SOURCE TEXT

A piggy bank of commands, fixes, succinct reviews, some mini articles and technical opinions from a (mostly) Perl developer.

Determine differences in an array with Perl

Not just checking whether or not two arrays are the same, but finding out how they are different, i.e. what has been added and what has been taken away:

use Algorithm::Diff 'sdiff';
use Data::Dumper;

my @a = (1, 2, 3, 4);
my @b = (2, 3, 4, 5);

my @c = sdiff(\@a, \@b);

print Dumper(\@c);

Output:

$VAR1 = [
          [ '-',  1, '' ],
          [ 'u',  2,  2 ],
          [ 'u',  3,  3 ],
          [ 'u',  4,  4 ],
          [ '+', '',  5 ]
        ];

You can see that 1 has a '-' indicating it has been removed, and 5 has a '+' indicating it has been added. The other items have a 'u', indicating they are unchanged.

(source)

GIVEN DATA

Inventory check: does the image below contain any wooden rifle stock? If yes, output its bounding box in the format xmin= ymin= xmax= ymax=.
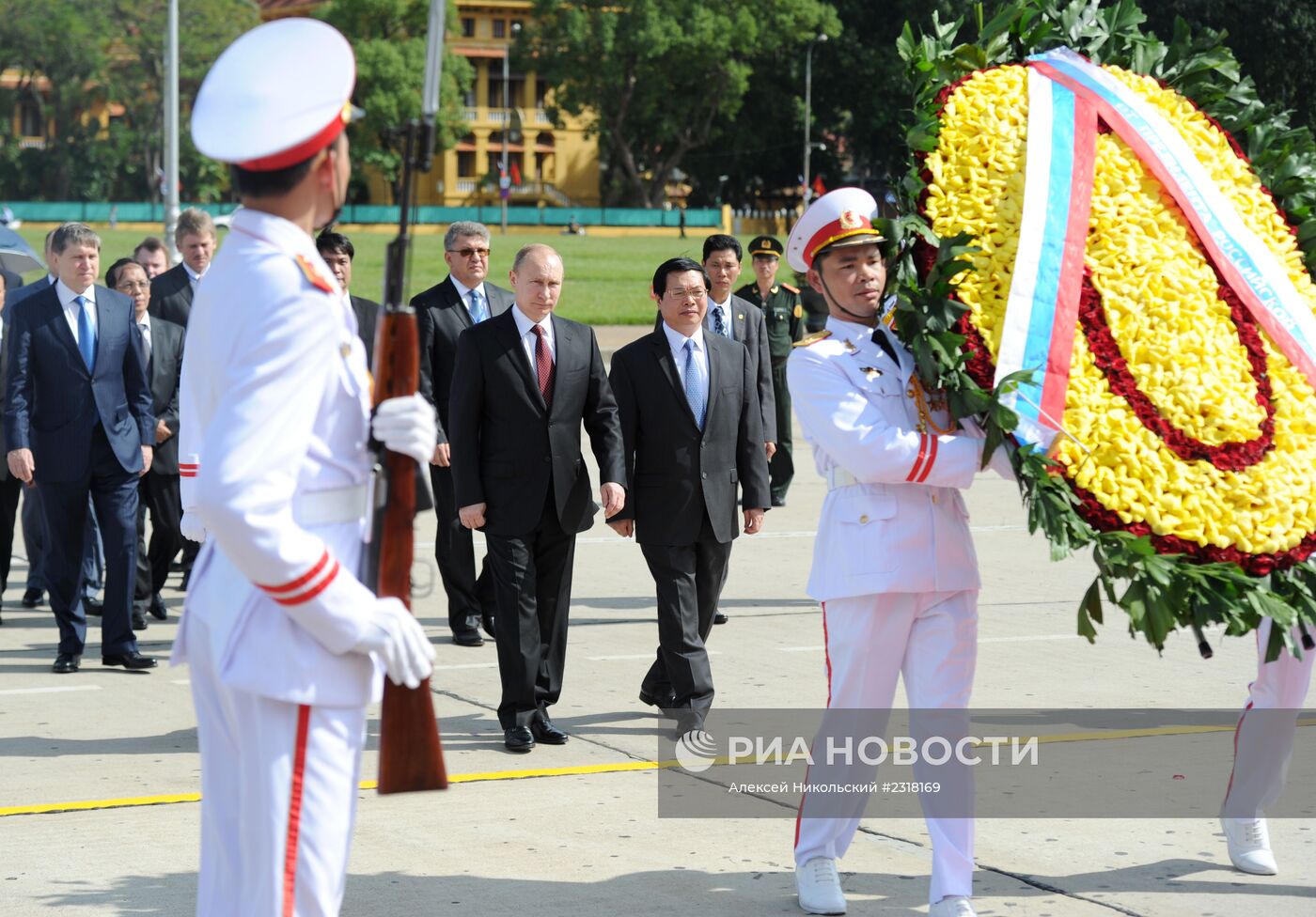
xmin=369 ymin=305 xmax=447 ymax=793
--
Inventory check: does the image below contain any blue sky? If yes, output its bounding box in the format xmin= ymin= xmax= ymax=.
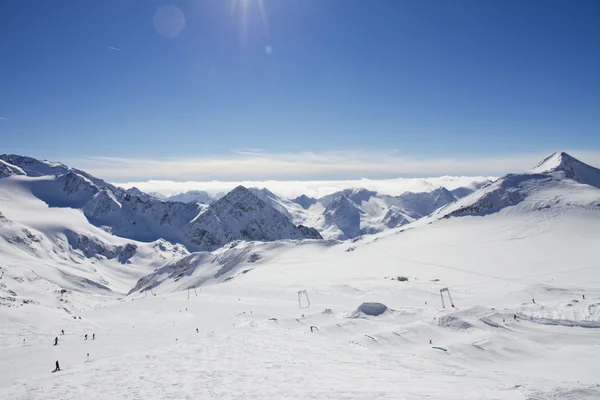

INSTRUCTIONS FOR THE TASK
Repeat word for word the stretch of the Perl array-differences note from "You can see" through "they are unchanged.".

PROBLEM SOLUTION
You can see that 1 has a '-' indicating it has been removed, and 5 has a '+' indicating it has been added. The other items have a 'u', indicating they are unchanged.